# [Exercise requirements]
Copy the records that begin with the line containing "Task: place one point on each instance of the white chair" and end after the line containing "[1039, 527]", including the requests, and multiply every point coordinate in the answers by 1.6, rounding to whole numbers with halves rounded up. Leave the numbers in the requests and their format samples unchanged, and return only these lines.

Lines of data
────────

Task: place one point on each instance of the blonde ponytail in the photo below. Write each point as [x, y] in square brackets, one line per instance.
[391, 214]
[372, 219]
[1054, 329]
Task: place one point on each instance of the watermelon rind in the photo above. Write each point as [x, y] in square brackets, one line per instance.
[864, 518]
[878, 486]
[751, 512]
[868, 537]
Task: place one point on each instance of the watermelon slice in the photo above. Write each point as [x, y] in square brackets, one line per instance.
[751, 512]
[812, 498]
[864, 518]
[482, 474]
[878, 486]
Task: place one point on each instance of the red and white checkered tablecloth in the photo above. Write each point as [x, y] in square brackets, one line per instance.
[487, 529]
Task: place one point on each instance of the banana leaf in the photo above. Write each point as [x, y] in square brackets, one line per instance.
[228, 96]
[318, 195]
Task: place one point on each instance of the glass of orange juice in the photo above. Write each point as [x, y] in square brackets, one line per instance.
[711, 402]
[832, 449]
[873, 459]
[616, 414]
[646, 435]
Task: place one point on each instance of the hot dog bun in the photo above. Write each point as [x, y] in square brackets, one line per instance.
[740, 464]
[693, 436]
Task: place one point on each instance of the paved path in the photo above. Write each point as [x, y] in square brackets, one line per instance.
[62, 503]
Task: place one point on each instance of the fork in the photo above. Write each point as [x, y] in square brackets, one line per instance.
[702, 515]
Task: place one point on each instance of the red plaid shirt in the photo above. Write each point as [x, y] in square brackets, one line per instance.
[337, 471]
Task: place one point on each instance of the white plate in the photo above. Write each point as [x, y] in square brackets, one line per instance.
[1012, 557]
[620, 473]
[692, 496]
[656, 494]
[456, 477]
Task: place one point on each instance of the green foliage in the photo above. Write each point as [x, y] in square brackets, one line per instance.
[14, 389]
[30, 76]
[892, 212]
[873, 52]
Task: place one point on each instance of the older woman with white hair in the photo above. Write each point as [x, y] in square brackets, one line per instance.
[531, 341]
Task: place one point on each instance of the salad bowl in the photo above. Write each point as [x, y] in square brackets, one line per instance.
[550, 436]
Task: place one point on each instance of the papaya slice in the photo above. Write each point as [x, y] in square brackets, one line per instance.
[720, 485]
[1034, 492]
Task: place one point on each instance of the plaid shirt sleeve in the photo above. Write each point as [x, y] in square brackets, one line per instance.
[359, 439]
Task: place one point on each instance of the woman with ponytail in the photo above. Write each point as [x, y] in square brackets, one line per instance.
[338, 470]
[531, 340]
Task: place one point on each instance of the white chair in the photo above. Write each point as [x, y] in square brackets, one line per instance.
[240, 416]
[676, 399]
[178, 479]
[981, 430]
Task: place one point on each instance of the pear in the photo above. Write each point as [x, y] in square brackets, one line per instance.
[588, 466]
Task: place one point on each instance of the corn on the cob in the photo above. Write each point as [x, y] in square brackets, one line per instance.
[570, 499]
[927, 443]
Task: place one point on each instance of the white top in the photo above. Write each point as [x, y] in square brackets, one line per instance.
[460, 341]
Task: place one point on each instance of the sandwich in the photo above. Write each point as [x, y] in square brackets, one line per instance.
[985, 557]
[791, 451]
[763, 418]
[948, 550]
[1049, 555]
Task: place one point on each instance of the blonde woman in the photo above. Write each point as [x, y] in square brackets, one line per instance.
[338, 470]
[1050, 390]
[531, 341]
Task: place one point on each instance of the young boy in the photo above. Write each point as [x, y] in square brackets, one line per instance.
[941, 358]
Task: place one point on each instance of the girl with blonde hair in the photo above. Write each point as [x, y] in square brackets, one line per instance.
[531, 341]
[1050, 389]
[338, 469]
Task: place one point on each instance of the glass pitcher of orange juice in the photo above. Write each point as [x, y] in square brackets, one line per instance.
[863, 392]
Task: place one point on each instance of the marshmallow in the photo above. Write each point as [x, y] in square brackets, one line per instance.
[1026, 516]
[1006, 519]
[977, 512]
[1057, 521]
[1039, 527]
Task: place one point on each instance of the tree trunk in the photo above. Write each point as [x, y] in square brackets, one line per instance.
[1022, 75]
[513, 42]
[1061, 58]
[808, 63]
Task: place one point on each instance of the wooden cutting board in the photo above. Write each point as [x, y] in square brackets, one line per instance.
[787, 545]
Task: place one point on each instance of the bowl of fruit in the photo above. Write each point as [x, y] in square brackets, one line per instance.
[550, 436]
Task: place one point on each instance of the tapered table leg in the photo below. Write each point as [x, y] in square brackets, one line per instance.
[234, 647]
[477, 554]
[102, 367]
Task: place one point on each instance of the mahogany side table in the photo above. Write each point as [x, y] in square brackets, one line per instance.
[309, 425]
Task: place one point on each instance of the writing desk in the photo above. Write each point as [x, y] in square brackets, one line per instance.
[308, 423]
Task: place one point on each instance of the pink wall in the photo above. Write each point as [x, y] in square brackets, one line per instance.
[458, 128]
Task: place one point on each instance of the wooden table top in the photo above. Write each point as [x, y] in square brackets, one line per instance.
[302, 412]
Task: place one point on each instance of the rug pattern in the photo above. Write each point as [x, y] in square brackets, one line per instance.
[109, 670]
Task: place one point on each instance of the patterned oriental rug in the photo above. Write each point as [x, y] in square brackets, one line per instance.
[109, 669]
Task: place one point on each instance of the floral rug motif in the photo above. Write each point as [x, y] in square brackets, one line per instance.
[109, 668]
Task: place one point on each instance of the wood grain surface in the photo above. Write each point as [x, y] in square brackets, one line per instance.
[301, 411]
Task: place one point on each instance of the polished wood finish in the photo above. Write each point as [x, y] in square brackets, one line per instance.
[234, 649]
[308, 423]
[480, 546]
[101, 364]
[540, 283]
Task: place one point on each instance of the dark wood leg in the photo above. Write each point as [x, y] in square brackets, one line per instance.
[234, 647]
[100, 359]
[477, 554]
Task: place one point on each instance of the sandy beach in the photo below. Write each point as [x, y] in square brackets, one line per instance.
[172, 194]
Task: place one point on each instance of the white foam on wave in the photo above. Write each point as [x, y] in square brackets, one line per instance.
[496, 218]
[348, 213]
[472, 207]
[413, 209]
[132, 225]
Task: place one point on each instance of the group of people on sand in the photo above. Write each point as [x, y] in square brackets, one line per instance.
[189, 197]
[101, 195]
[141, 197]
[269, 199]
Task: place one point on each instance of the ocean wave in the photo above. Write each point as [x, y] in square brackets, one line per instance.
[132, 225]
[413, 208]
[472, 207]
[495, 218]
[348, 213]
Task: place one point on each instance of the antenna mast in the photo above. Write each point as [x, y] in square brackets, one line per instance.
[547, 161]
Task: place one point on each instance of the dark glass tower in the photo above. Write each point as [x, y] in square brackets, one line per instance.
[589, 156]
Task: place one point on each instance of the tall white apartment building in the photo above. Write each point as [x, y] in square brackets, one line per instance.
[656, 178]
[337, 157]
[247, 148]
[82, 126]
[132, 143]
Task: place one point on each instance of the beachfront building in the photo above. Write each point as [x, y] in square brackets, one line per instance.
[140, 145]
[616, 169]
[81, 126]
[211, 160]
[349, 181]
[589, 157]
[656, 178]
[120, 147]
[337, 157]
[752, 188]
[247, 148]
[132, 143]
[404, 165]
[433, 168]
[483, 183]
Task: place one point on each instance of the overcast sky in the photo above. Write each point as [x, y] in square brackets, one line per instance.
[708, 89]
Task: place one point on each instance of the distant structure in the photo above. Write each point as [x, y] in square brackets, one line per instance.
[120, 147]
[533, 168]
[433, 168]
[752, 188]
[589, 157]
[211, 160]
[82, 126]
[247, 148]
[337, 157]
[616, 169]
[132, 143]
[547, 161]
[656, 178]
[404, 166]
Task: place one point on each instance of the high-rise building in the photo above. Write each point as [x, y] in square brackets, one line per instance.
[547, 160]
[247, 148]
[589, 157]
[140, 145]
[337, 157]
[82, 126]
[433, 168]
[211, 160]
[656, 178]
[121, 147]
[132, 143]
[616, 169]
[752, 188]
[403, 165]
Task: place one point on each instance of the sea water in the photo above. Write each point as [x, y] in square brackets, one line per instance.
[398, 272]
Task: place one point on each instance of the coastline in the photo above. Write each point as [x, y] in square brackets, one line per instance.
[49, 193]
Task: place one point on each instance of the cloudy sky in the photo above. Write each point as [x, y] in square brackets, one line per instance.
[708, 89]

────────

# [Answer for this exercise]
Task: place one point on each instance of the white chair in the photo above. Write each point as [x, y] in square brackets, one line per instance.
[384, 666]
[1082, 638]
[285, 766]
[1570, 688]
Task: place one point on each instance of the pear in the photo above. Write each point as [x, y] in square brackets, one line per instance.
[941, 746]
Task: place one point on each instance of the corn on the cob in the photo above. Write each point as [x, y] in square brackets, one line per instance.
[912, 798]
[1483, 709]
Task: place one point on each instance of the white top in the photo above. Write each point as [x, y] in square brackets, one line per instance.
[736, 546]
Task: place one point on each instance of the sandwich in the photo above. Write each point as [x, y] in square brackets, one line per instance.
[1576, 891]
[1266, 722]
[1221, 669]
[1517, 880]
[1678, 888]
Task: place one point on each instance of the blonde woman in the photo above. Write each point as [x, y] in square brackets, one line per instance.
[541, 752]
[1680, 624]
[850, 546]
Task: place one point on each instance of the young boy in the photo above. Write each point as [x, y] in square brackets, one line per instance.
[1506, 573]
Task: place one point on each instance of the girl with blonde hair in the photo above. Write each point as [x, y] in square brackets, one line per instance.
[850, 546]
[1680, 622]
[541, 750]
Task: place one point on each instance of the glass pitcher of orange juice in the photo above. Write each point as [x, y] in square brackets, one line per instance.
[1381, 627]
Task: place one point on each instance of the marshmallow in the photo above. Write each point as [x, y] in square brackets, one line per instance.
[1642, 826]
[1610, 830]
[1563, 819]
[1691, 834]
[1662, 843]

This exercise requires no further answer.